> **Directions**:
All of the data below should be written out exactly.

> **Dataset extract**:
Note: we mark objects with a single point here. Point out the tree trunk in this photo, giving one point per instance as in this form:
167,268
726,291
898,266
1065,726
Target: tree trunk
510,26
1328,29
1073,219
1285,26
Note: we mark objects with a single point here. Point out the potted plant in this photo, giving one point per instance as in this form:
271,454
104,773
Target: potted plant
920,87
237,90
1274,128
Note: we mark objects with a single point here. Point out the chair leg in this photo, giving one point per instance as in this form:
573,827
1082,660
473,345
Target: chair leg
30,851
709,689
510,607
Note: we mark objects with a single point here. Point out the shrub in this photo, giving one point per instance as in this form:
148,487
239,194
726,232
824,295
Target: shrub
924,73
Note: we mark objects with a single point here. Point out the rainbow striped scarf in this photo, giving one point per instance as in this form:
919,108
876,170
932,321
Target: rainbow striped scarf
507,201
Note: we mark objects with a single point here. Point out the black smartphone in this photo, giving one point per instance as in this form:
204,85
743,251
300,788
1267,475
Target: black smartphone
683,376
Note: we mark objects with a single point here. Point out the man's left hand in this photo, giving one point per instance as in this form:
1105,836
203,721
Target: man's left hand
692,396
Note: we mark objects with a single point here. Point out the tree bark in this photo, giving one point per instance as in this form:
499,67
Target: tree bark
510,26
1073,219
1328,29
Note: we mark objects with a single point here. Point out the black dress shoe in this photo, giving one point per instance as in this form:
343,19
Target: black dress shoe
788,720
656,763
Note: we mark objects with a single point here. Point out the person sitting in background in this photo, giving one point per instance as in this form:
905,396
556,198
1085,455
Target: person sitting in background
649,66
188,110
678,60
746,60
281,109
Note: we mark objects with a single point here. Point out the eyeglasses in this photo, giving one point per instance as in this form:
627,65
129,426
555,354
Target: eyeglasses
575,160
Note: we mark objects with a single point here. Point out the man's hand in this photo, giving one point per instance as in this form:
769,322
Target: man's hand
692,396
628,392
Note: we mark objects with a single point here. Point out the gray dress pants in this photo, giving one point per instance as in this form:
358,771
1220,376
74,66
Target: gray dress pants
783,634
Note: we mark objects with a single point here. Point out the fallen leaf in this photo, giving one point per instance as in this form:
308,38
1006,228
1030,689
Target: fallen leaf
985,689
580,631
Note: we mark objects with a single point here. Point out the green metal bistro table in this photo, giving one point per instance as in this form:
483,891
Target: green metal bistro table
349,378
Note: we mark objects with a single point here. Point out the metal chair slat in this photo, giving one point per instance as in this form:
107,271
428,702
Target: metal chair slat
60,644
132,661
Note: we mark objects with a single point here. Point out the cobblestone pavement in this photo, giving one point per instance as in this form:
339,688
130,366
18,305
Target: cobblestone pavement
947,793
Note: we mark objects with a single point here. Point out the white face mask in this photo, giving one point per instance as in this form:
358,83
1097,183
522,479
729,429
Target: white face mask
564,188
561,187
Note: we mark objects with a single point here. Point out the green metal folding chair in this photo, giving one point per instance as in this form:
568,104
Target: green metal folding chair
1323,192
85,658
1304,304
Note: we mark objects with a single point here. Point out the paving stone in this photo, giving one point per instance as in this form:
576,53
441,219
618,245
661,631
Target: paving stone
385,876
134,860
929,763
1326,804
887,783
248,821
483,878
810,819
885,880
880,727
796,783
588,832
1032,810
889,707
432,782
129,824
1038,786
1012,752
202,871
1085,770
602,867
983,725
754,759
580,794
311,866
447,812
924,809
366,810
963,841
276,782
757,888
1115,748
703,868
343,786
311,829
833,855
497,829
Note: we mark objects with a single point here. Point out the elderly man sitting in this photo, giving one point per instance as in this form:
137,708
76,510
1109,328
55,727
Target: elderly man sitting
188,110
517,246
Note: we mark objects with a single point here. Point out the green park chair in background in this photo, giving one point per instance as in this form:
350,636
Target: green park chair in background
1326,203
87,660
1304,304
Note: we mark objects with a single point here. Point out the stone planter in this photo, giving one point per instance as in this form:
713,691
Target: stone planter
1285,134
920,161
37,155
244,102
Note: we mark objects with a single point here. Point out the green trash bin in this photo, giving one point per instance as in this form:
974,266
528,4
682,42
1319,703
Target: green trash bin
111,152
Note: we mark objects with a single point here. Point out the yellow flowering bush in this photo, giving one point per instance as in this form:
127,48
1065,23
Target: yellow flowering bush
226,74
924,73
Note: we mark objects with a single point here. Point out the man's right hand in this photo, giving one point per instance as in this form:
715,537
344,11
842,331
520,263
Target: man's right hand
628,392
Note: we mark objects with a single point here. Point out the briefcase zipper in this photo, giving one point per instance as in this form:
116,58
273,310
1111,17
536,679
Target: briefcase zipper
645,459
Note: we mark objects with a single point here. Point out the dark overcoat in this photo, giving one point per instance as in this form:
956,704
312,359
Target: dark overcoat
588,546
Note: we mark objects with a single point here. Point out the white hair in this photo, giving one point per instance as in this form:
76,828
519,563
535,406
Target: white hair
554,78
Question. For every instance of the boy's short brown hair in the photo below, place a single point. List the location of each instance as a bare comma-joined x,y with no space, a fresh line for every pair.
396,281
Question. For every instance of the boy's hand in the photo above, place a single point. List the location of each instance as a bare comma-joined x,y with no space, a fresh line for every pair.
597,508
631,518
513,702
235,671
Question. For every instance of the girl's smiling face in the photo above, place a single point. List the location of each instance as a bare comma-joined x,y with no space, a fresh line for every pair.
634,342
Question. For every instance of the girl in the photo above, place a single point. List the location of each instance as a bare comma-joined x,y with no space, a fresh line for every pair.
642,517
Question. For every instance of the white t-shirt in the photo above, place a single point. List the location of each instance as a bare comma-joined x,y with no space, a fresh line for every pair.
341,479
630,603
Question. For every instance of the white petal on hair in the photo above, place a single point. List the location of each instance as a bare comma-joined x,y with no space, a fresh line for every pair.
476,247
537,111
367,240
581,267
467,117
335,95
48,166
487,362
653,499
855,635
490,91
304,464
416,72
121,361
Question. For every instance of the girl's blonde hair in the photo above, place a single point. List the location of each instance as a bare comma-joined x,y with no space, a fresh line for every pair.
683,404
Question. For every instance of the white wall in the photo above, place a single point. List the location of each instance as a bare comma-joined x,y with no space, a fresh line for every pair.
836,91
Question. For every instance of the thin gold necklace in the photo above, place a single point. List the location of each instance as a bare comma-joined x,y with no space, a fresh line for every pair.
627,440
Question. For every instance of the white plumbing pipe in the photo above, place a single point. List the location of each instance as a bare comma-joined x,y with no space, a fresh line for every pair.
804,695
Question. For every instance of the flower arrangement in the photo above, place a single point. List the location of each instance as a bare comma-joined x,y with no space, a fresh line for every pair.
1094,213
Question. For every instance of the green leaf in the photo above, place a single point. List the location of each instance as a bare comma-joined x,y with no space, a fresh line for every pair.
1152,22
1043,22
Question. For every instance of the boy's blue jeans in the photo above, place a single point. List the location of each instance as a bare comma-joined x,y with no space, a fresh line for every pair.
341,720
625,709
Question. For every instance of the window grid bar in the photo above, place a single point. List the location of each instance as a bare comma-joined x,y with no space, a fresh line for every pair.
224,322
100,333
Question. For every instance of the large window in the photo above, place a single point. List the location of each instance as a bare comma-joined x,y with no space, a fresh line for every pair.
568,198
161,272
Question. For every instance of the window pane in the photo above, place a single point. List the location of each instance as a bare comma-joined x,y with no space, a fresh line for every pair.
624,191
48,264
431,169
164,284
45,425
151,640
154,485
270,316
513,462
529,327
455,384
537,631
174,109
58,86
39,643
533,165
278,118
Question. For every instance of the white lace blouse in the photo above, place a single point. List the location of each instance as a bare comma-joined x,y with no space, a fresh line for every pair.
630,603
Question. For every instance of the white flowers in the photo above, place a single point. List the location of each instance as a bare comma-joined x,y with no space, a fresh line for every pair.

> **Output of the task**:
Note: we mark objects with a single point here. Point out the tree trunk in this photo, giving one point per instance as in this form:
167,268
726,291
898,266
1065,726
Target: tree trunk
510,26
1328,29
1073,219
1285,26
Note: we mark objects with a single point here. Point out the potted plant in this photo, giving one point per instance as in this form:
271,454
104,773
Target: potted plant
920,87
237,90
1274,128
Note: we mark objects with a single point here. Point out the chair leg in this photo, giving one point per instance as in this form:
573,827
1082,660
473,345
Target: chair leg
30,851
709,689
510,607
Note: we mark objects with a single point here. Point out the shrub in this photo, giving one point per instance as in this form:
148,487
239,194
726,232
824,295
Target: shrub
924,73
Note: we mark objects with a single point here. Point out the rainbow striped scarf in this photo, giving one point per instance as in this form:
919,108
876,170
932,321
Target: rainbow striped scarf
507,201
Note: we mark objects with a single point here. Point out the black smartphone in this photo, giving one point per instance as in this form:
204,85
743,251
300,788
1267,475
Target: black smartphone
683,376
Note: we mark objects with a single point here. Point out the man's left hand in this photo, giving one point per instance as in this form:
1105,836
203,721
Target: man's left hand
692,396
Note: we mark objects with a single point here. Point out the tree bark in this photo, giving one point per instance as in this form:
499,67
Target: tree bark
510,26
1073,219
1328,29
Note: we mark objects with a single point here. Point out the black dress shoe in this photo, giving one point per instance as in this form:
343,19
Target: black dress shoe
788,720
656,763
Note: we mark objects with a single point here. Point out the person sitting in background in this photo, giving one point per instance as in this form:
905,396
556,198
1085,455
Target: person sitting in background
649,66
188,110
678,60
746,60
281,109
Note: we mark objects with a single point here. Point out the eyeglasses in this photo, giving one point per instance as in this form:
627,65
129,426
555,354
Target: eyeglasses
575,160
Note: we mark objects with a single point here. Point out the man's hand in this photo, giving one point per instance as in this form:
769,322
Target: man's hand
692,396
628,392
Note: we mark objects with a single point here. Point out the gray dress pants in this photo, giving one point per instance as in this form:
358,771
1220,376
74,66
Target: gray dress pants
783,634
Note: we mark objects with a single point here. Point out the fallen leaf in this photo, giving one point per instance as in this form:
308,38
1006,228
1030,689
Target: fallen leaf
985,689
580,631
Note: we mark objects with a single point here. Point out the green metal bistro table in this photo, giving one point per instance as in this form:
483,891
Target: green metal bistro table
349,378
Note: we mark objects with a single point here. Point out the metal chair slat in this photo, giving one point per instance as in this form:
107,271
428,702
Target: metal chair slat
60,644
132,661
Note: we mark objects with a single point here. Point out the cobblestone pavement in this photo, giving one point per instance as in this form:
339,688
130,366
18,305
Target: cobblestone pavement
947,793
Note: we mark objects with a single point here. Point out the white face mask in this photo, giving one point per instance as in this form:
358,83
1097,183
522,479
729,429
Target: white face mask
564,188
561,187
Note: we mark objects with a single point here. Point out the green metal folding chair in this photo, giving one point per instance as in this form:
568,104
Target: green metal folding chair
1323,192
85,658
1304,304
Note: we mark objects with a single point here. Point out the paving stone in this photo, giving one point per instance as in this form:
576,53
441,219
618,245
661,631
Target: paving stone
385,876
134,860
929,763
1326,804
887,783
248,821
483,878
810,819
885,880
880,727
796,783
588,832
1032,810
889,707
432,782
129,824
1038,786
1012,752
202,871
1085,770
602,867
983,725
754,759
580,794
311,866
447,812
924,809
366,810
963,841
276,782
757,888
1115,748
703,868
343,786
311,829
833,855
497,829
Note: we mark objects with a single point here. Point out the elderly man sitting in this photo, giving one point per instance as in this form:
137,708
76,510
1109,328
55,727
Target: elderly man sitting
188,110
517,246
Note: we mark objects with a single point here. Point out the green park chair in background in this photo, giving one point per instance as in this form:
350,636
Target: green park chair in background
1326,203
87,660
1304,304
Note: we mark objects with a single point here. Point out the stone planter in this photo, giving one point per instance as in this form:
713,691
Target: stone planter
1285,134
920,161
37,155
244,102
Note: we mark objects with a single point here. Point out the green trash bin in this photo, giving one point per instance as in this form:
974,266
528,4
682,42
1319,703
Target: green trash bin
111,152
Note: we mark objects with a single point here. Point out the yellow flowering bush in this photo, giving one point per instance as in this form:
127,48
1065,23
Target: yellow flowering bush
226,74
924,73
Note: we mark objects with a single point here. Point out the man's right hand in this photo, giving one point per instance as in this form:
715,537
344,11
842,331
520,263
Target: man's right hand
628,392
Note: we mark objects with a single point here. Point out the briefcase zipper in this photo, giving one point per instance as in this form:
116,58
273,310
1111,17
536,679
Target: briefcase zipper
645,459
Note: we mark objects with a single point here. Point out the dark overcoat in this photo, giving one point per instance as in this form:
956,704
312,359
Target: dark overcoat
588,546
Note: we mark objects with a single point here. Point out the white hair in this photo, giving one point per instance as in this form:
76,828
519,563
535,406
Target: white hair
554,78
Question. For every instance of the boy's short brown hair in the photo below, place a single point. List the location of each instance as a bare comma-joined x,y with no space, a fresh line for every pair.
396,281
Question. For every instance of the boy's hand in the photo above, place a single point. List the location of each instance as a bare comma-joined x,y with no space, a fresh line for every pair.
597,508
631,518
513,702
235,671
Question. For every instance of the girl's smiling face in the photo above, place a single point. List the location of each instance as a bare comma-joined x,y with no space, a fresh line for every pair.
634,342
Question. For every instance of the girl in the photo above, place a single point. List the location of each instance as a bare comma-joined x,y with no space, a fresh line for every pair.
642,517
Question. For every instance of the white t-shirt in the photo above, place a single point. List the location of each instance as a bare comma-joined x,y with no space, a fresh line for every pair.
341,479
630,603
Question. For every instance of the white petal on hair in the photo above, place a single point. List the location of each instance as a bare comma-joined x,y with no space, a fresh line for every pair.
476,247
537,111
367,240
581,267
467,117
335,95
48,166
487,362
653,499
855,635
490,91
304,464
416,72
121,361
Question. For every instance of the girl's blonde hair in the photo above, place a single point. List the location of each instance as a bare comma-joined x,y with no space, a fresh line for every pair.
683,404
Question. For every instance of the white wall in the photo above, place a single point. List the location of each instance as a bare comma-joined x,y with no space, a fresh line for every pair.
836,91
Question. For every instance of the thin gold necklace in the photo above, place a single point. List the location of each instance as a bare comma-joined x,y with no space, a fresh line for every pair.
627,440
Question. For every instance of the white plumbing pipe in the photo above, place a single point. List the location of each instance as a bare comma-joined x,y with no space, a fresh line for every pair.
804,695
Question. For every instance of the flower arrangement in the photo above, place a single point. List the location of each instance as a bare comma-joined x,y with no space, a fresh line for every pair.
1094,213
Question. For every instance of the green leaf in the photo above, place a single point. List the location of each instance as a bare comma-joined x,y with no space, a fresh line for every pair.
1152,22
1043,22
Question. For every instance of the boy's blue jeans in the photo above, place a single point. List the location of each instance as a bare comma-joined x,y with no space, a fresh line for every pair.
341,720
625,709
Question. For every instance of the window grid bar in the photo above, place a single point. List the location of each instance as a bare comma-joined x,y with no space, a fresh line for every pair.
224,322
100,333
Question. For every instance of the large window in the photo above, place a single point. List the location of each instance as a bare comma-joined x,y with no space, a fresh line for every pair.
568,198
161,272
Question. For every instance of the window pane in the photo above, place a single point. List the location of each instance as a bare comma-joined x,y with no space, a fresh line for every pair.
624,191
48,264
431,169
164,284
45,425
151,640
154,485
270,316
513,462
529,327
455,384
537,631
174,109
58,86
39,643
533,165
278,118
Question. For every instance of the white lace blouse in the photo above, place a single point. List the location of each instance as a bare comma-joined x,y with no space, a fresh line for every pair.
630,603
Question. For every instance of the white flowers in the photo above, place a single point. List the location of each instance as a bare comma-joined x,y with no space, a fresh line for every pair.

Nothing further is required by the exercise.